**QUOTED TEXT**

Now that we understand the concept of CPU modes or privilege levels, and how modern OSes exploit them, a better diagram (expanding on the previous one) of the Linux system architecture would be as follows:

Figure 4: Linux system architecture

In the preceding diagram, P1, P2, …, Pn are nothing but userland processes (Process 1, Process 2) or in other words, running applications. For example, on a Linux laptop, we might have the vim editor, a web browser, and terminal windows (gnome-terminal) running.

Libraries

Libraries, of course, are archives (collections) of code; as we well know, using libraries helps tremendously with code modularity, standardization, preventing the reinvent-the-wheel syndrome, and so on. A Linux desktop system might have libraries numbering in the hundreds, and possibly even a few thousand!

The classic K&R hello, world C program uses the printf API to write the string to the display:

printf(“hello, world\n”);

Obviously, the code of printf is not part of the hello, world source. So where does it come from? It's part of the standard C library; on Linux, due to its GNU origins, this library is commonly called GNU libc (glibc).

Glibc is a critical and required component on a Linux box. It not only contains the usual standard C library routines (APIs), it is, in fact, the programming interface to the operating system! How? Via its lower layer, the system calls.

System calls

System calls are actually kernel functionality that can be invoked from userspace via glibc stub routines. They serve a critical function; they connect userspace to kernel-space. If a user program wants to request something of the kernel (read from a file, write to the network, change a file's permissions), it does so by issuing a system call. Therefore, system calls are the only legal entry point to the kernel. There is no other way for a user-space process to invoke the kernel.

For a list of all the available Linux system calls, see section 2 of the man pages (https://linux.die.net/man/2/). One can also do: man 2 syscalls to see the man page on all supported system calls

Another way to think of this: the Linux kernel internally has literally thousands of APIs (or functions). Of these, only a small fraction are made visible or available, that is, exposed, to userspace; these exposed kernel APIs are system calls! Again, as an approximation, modern Linux glibc has around 300 system calls.

On an x86_64 Fedora 27 box running the 4.13.16-302.fc27.x86_64 kernel, there are close to 53,000 kernel APIs!

Here is the key thing to understand: system calls are very different from all other (typically library) APIs. As they ultimately invoke kernel (OS) code, they have the ability to cross the user-kernel boundary; in effect, they have the ability to switch from normal unprivileged User mode to completely privileged Supervisor or kernel mode!

How? Without delving into the gory details, system calls essentially work by invoking special machine instructions that have the built-in ability to switch the processor mode from User to Supervisor. All modern CPU ABIs will provide at least one such machine instruction; on the x86 processor, the traditional way to implement system calls is to use the special int 0x80 machine instruction. Yes, it is indeed a software interrupt (or trap). From Pentium Pro and Linux 2.6 onward, the sysenter/syscall machine instructions are used. See the Further reading section on the GitHub repository.

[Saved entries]

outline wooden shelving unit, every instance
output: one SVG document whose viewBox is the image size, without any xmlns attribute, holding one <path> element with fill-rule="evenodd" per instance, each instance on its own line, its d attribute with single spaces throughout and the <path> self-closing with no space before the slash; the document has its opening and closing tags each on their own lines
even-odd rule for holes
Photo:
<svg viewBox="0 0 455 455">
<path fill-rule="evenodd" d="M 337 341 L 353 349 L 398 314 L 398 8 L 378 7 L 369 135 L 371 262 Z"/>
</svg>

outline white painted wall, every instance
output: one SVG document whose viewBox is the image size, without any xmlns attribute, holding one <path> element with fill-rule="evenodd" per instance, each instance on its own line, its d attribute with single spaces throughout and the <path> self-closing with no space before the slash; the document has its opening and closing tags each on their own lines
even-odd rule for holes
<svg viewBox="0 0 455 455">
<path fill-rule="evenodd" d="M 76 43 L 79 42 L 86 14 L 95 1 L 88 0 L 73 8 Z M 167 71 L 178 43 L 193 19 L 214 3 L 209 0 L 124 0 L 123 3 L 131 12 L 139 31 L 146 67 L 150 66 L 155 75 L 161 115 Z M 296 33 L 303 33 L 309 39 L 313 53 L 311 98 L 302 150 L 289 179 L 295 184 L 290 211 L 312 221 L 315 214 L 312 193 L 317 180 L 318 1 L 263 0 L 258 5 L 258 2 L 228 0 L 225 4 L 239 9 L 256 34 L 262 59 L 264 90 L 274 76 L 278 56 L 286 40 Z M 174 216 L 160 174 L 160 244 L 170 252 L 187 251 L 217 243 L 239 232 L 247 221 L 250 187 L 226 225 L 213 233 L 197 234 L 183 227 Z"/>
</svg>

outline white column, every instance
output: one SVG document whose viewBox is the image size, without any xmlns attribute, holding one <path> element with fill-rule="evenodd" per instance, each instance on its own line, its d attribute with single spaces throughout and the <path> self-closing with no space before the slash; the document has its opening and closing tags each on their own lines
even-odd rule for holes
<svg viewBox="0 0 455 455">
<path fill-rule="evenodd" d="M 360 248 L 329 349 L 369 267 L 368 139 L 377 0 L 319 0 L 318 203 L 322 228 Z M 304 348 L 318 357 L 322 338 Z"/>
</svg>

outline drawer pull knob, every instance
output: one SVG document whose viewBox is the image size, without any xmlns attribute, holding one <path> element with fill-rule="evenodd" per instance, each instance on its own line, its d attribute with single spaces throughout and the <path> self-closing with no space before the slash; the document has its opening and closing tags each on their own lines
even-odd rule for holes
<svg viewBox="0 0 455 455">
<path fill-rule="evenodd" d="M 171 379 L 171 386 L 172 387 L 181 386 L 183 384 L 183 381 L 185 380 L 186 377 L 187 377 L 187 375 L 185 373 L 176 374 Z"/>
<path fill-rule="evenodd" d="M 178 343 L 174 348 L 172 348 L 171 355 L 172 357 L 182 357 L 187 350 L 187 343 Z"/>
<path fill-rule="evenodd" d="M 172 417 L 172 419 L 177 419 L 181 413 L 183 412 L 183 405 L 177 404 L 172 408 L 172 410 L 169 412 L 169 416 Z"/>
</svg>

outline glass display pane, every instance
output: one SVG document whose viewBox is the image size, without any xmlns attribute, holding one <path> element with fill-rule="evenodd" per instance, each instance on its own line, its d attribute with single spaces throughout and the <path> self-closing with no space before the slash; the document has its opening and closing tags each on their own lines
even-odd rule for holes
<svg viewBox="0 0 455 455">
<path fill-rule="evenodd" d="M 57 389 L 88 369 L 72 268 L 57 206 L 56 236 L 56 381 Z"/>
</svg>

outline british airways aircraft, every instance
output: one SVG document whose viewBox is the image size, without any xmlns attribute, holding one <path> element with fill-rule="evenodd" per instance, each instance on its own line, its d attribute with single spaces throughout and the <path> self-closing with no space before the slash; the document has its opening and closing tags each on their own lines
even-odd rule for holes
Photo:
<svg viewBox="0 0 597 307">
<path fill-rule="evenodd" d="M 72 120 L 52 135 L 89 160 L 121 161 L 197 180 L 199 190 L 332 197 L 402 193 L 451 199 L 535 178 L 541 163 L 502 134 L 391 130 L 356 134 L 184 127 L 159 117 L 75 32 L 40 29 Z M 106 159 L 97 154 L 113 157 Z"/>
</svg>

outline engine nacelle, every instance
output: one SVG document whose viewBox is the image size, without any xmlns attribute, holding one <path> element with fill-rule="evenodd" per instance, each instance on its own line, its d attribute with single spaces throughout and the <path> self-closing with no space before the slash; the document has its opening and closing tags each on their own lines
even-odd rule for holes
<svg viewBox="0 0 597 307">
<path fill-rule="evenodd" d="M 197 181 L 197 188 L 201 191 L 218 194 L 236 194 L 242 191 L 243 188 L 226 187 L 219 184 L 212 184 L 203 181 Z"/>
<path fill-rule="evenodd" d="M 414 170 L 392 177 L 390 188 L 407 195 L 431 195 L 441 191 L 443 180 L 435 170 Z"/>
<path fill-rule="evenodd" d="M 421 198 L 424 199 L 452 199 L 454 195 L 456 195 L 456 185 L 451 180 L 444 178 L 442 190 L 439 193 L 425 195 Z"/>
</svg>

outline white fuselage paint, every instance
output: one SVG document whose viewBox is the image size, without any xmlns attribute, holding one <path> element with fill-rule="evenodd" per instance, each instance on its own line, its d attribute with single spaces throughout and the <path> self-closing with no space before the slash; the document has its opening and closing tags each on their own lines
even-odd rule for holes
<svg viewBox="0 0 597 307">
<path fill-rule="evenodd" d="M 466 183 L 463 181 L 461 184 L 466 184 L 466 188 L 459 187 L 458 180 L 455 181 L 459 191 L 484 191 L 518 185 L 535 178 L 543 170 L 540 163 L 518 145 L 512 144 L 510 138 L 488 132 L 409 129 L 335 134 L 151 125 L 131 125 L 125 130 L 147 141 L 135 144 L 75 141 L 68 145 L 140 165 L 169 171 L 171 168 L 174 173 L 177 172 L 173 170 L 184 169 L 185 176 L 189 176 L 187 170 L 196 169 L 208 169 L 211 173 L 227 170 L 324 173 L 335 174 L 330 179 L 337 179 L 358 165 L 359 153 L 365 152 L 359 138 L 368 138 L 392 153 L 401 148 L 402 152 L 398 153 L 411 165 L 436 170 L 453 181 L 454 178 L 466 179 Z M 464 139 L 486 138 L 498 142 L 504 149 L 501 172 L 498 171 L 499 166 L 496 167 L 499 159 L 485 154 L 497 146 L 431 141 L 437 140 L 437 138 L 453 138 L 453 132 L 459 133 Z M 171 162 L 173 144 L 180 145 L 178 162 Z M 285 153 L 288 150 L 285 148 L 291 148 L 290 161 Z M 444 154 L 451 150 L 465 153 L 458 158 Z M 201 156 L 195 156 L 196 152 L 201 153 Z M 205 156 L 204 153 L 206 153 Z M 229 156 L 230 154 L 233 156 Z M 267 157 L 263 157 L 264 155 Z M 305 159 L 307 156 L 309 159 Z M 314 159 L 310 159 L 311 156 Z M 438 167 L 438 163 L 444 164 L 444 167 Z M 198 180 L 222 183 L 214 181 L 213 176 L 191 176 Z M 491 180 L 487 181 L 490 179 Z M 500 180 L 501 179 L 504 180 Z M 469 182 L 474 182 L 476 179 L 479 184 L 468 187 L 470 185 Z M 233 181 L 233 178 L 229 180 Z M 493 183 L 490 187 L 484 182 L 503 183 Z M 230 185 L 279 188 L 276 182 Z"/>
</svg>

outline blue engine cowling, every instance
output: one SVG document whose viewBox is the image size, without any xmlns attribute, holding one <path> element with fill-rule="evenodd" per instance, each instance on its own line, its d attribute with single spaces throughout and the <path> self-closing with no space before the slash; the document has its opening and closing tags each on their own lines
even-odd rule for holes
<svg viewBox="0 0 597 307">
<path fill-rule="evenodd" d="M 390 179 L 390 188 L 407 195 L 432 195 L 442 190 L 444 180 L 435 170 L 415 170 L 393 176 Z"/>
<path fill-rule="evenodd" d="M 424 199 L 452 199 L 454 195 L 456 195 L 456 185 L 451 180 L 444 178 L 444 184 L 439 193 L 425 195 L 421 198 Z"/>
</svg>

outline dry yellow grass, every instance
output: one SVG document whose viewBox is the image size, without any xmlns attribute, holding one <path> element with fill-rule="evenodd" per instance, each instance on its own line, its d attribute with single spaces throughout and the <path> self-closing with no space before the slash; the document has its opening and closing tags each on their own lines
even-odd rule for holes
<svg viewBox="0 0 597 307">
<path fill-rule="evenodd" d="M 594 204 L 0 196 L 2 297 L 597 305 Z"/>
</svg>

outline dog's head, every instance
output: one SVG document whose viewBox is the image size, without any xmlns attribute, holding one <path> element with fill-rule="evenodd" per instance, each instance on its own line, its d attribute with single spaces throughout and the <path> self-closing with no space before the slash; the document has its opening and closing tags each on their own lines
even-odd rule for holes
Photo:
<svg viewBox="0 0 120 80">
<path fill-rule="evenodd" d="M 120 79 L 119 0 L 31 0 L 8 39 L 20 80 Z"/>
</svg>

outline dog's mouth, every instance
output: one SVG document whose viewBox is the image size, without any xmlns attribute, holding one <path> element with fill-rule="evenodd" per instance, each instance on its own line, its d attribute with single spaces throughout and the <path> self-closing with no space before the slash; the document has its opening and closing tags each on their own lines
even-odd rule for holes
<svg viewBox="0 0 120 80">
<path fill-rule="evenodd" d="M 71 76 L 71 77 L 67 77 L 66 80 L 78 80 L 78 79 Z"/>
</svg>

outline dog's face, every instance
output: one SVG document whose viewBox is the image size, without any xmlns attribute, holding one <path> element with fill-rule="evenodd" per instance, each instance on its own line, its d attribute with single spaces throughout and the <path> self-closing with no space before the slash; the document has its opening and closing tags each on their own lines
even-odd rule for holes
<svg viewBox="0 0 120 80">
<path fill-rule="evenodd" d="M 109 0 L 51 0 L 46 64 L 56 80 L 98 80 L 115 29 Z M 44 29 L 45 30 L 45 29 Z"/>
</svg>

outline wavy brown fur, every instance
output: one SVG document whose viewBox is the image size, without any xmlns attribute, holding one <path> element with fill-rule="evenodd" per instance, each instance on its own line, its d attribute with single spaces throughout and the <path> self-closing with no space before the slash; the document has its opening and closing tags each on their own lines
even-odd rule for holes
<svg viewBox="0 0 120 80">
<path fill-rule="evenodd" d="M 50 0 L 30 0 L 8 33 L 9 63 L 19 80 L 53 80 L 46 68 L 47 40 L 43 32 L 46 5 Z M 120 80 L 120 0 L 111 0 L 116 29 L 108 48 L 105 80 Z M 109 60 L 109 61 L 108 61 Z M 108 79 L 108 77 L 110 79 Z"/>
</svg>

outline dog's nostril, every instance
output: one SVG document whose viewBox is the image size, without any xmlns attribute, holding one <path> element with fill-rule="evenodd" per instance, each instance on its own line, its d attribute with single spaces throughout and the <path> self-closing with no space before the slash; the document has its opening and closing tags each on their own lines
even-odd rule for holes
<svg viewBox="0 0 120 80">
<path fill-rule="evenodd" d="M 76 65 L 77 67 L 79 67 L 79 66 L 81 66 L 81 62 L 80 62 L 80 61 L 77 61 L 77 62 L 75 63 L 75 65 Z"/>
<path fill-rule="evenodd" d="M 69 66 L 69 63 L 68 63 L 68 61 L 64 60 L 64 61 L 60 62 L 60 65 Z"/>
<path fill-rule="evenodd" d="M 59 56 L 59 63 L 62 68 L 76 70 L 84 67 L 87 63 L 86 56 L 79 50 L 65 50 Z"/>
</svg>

**TO BE DONE**
Copy the passage of the Linux system architecture text from "For a list of" to "300 system calls.", swapping "userspace" for "user space".

**ANSWER BELOW**
For a list of all the available Linux system calls, see section 2 of the man pages (https://linux.die.net/man/2/). One can also do: man 2 syscalls to see the man page on all supported system calls

Another way to think of this: the Linux kernel internally has literally thousands of APIs (or functions). Of these, only a small fraction are made visible or available, that is, exposed, to user space; these exposed kernel APIs are system calls! Again, as an approximation, modern Linux glibc has around 300 system calls.